── Passage ──

The Iraq case points out something broader than simply an American failure to rebuild a strong and well-functioning Iraqi state. The very nature of the Iraq state that has developed is also telling. Even though Iraq is a very weak state, it does manage to govern itself. In fact, it has managed to make some progress in terms of democratization. In its 2021 evaluations, Freedom House gives Iraq a 29/100 score. Here are the scores of other states in the region: Syria 1, Jordan 34, West Bank 25, Lebanon 43, Iran 16, Saudi Arabia 7, Yemen 11, Oman 23, UAE 17, Qatar 25. By regional standards, Iraq is above average and the report indicates it “holds regular, competitive elections.” In a sense, one could say that it qualifies as an “electoral democracy”—a term that Freedom House used in the recent past to describe the country.

Iraq has managed to achieve some level of resiliency, but it has done so through sectarian bargaining, reliance for security on non-state actors including militias taking orders from Iran, and the social services practice of religious organizations. In short, Iraq had taken on many of the characteristics of Lebanon. That is not what American interveners had envisioned when they set off on their state-building mission. The broader problem for Western state-building projects is that for much of the world, states are no longer states in the Weberian sense. States increasingly lack control of the legitimate means of violence and the means to project centralized power. Correspondingly, Western interveners may not wish to launch state-building strategies in an environment they cannot predict, shape, or fully understand.

───
── Supplied information ──

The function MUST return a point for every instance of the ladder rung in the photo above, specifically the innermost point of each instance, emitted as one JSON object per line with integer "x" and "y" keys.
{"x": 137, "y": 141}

───

**Work to do**
[1] In the passage on state-building in Iraq, list every state or territory whose 2021 Freedom House score is lower than Iraq's, with its score.
[2] Translate this sentence from the passage on state-building in Iraq into Spanish: "In short, Iraq had taken on many of the characteristics of Lebanon."
[3] Write a continuation of the passage on state-building in Iraq, starting after its final sentence.

**Task responses**
[1] Syria 1, West Bank 25, Iran 16, Saudi Arabia 7, Yemen 11, Oman 23, UAE 17, Qatar 25

[2] En resumen, Irak había adoptado muchas de las características del Líbano.

[3]
Perhaps the biggest reason we will not see the Iraqi surge model of clear/hold/build again is that we saw it not just once, but twice. In February 2009, President Obama ordered a surge in Afghanistan sending 17,000 more troops to the 32,000 U.S. forces and 38,000 NATO personnel already there. As with the Iraqi surge, the change involved not only more troops but also a move to a population-centric strategy seen in Iraq’s clear/hold/build. The consensus view is that the move failed to reach its objectives in Afghanistan as well.

Even if liberal interventionists continue to hold power in Democratic Party controlled administrations—even if the Responsibility-to-Protect (R2P) lobby sustains its presence—we are unlikely to see military-led troop intensive state-building projects like clear/hold/build in the foreseeable future.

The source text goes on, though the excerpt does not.